• **TEXT PROVIDED**
· · · · ·
Just listening to Gernsheim 2 yesterday. Can't wait to hear the new recording!

eschiss1

I don't mean that Draeseke's symphonies are fluffy-

and now I see that the statement I was responding to,

"Well, as I said, to make them sound 'more substantial' isn't a bad achievement on Bäumer's part."

I misread quite entirely, as meaning that there's not much substance to be had in the first place (hence, "fluffy".)

Yes, definitely I am needing to sign up for that remedial reading course, as I've said before...

Alan Howe

Oh, misreading's easy, Eric. Not to worry...

Alan Howe

An appreciative review at MusicWeb is spoilt by some strange turns of phrase and superficial analysis of the music:
http://musicweb-international.com/classrev/2016/Aug/Gernsheim_sys_7778482.htm
The review's wrong about the comparison with Köhler too. Oh dear.

khorovod

As a review it doesn't say much concrete really. Rob Barnett seems to be a nice bloke but I find his reviews really hard to read sometimes, too much purple prose as though they are written with an open thesaurus in one hand. There's no doubt he's done a lot to champion unsung music though. I like the Gernsheim symphonies but I don't think I need to buy another set, the Arte Nova ones seem like good performances to me and I don't have money to splash around.. Sadly.

Alan Howe

The Köhler set is perfectly fine. I prefer Bäumer, but buying his set in addition might be indulgence...

Mark Thomas

Rob's a good guy and generally a friend of unsungs, but I'd say that this review was written in a tearing hurry.

chill319

QuoteThe Köhler set is perfectly fine. I prefer Bäumer, but buying his set in addition might be indulgence...
· · · · ·
• **DATA EXTRACT**
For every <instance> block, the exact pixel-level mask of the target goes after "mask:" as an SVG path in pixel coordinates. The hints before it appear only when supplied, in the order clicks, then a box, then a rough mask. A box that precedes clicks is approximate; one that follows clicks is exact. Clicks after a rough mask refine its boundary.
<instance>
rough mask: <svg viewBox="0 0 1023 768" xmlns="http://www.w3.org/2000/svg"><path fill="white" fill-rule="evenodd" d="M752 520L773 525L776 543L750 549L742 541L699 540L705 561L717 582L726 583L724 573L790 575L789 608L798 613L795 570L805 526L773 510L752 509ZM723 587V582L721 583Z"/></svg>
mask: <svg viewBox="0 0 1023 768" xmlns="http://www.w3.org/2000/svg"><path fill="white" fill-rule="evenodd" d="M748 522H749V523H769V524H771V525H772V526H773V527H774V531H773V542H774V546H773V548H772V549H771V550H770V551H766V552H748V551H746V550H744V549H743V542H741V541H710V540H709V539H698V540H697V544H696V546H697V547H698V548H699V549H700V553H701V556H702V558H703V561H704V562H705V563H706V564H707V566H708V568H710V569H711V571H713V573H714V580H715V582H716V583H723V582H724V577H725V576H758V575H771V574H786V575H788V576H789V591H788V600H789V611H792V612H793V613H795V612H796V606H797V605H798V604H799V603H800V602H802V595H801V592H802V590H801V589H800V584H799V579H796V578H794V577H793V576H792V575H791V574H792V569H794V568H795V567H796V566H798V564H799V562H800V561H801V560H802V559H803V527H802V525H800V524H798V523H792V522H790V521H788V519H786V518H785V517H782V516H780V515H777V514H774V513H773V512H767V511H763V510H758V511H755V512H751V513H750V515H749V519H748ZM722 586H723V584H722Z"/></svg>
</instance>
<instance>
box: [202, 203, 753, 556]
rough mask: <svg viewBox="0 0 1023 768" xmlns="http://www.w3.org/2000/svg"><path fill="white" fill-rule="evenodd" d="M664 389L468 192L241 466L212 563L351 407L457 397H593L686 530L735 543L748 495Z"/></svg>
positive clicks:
· · · · ·
• **TASK REQUIREMENTS**
a) Answer these questions from the forum thread on Gernsheim recordings:
(i) What word did eschiss1 say the misread statement seemed to imply about Draeseke's symphonies?
(ii) On what site did Alan Howe find an appreciative review?
(iii) Which Gernsheim symphony recordings does khorovod say seem like good performances?
b) For each statement, say whether it agrees with the forum thread on Gernsheim recordings. Answer yes or no, and quote the words from the thread that decide it.
(i) Alan Howe prefers the Köhler set to Bäumer's.
(ii) Mark Thomas thinks the review was written in a hurry.
(iii) khorovod intends to buy another set of the Gernsheim symphonies.
Answer using only the forum thread on Gernsheim recordings, with no outside sources.

• **ANSWERS FOR THE TASKS**
a)
(i) "Fluffy"
(ii) MusicWeb
(iii) The Arte Nova ones

b)
(i) No: "The Köhler set is perfectly fine. I prefer Bäumer"
(ii) Yes: "I'd say that this review was written in a tearing hurry."
(iii) No: "I don't think I need to buy another set"